SELECTION>
[Begin]

SEACrowd / seacrowd-datahub

A collaborative project to collect datasets in SEA languages, SEA regions, or SEA cultures.
Apache License 2.0
60 stars 56 forks source link

Create dataset loader for GNOME #513

Closed SamuelCahyawijaya closed 4 months ago

SamuelCahyawijaya commented 5 months ago

Dataloader name: gnome/gnome.py DataCatalogue: http://seacrowd.github.io/seacrowd-catalogue/card.html?gnome

Dataset gnome
Description A parallel corpus of GNOME localization files, which contains the interface text in the GNU Network Object Model Environment (GNOME) and published by GNOME translation teams. Text in this dataset is relatively short and technical.
Subsets -
Languages eng, vie, mya, ind, tha, tgl, zlm, lao
Tasks Machine Translation
License Unknown (unknown)

[End]

GOALS>
1. Answer these questions about the GNOME dataset issue page, giving each answer on its own line:
(a) Under what license is the SEACrowd datahub repository released?
(b) What name is given for the dataloader?
(c) Which task is listed for the dataset?
2. Extend the GNOME dataset issue page by writing what follows its final line, "License Unknown (unknown)".

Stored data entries
[Begin]

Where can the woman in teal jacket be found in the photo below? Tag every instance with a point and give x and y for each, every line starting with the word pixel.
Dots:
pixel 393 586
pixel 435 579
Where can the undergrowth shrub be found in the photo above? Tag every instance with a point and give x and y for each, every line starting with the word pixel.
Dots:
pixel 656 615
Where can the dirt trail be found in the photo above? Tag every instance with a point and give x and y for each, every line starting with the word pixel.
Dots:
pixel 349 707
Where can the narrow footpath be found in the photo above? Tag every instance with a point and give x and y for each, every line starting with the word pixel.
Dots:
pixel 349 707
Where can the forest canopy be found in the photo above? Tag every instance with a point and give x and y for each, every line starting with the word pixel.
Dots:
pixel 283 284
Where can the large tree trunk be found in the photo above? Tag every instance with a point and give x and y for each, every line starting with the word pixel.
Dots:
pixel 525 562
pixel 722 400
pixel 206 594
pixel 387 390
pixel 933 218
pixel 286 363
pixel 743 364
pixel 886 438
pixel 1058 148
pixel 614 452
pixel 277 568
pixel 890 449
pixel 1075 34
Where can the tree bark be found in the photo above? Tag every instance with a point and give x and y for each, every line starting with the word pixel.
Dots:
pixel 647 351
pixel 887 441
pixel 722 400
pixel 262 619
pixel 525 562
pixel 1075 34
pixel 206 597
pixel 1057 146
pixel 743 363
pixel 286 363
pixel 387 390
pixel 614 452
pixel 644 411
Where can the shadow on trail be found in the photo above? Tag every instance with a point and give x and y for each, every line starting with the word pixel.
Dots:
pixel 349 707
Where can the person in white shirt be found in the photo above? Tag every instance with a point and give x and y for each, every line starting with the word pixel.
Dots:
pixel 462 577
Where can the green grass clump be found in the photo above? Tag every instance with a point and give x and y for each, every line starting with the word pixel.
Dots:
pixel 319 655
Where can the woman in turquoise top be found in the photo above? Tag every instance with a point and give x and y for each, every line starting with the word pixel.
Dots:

[End]

ANSWERS FOR THIS EXERCISE>
1.
(a) Apache License 2.0
(b) gnome/gnome.py
(c) Machine Translation

2.
Homepage https://opus.nlpl.eu/GNOME/corpus/version/GNOME
HF URL -
Paper URL https://aclanthology.org/L12-1246/
akhdanfadh commented 5 months ago

Hey, from what I understand, there is no source language for this dataset. Should I make all possible translation pairs with all languages listed here?

EDIT: Based on discussion #456, I'll implement all possible language pairs.

For parallel MT dataloaders, we agreed upon having a subset for every possible direction with at least 1 SEA language.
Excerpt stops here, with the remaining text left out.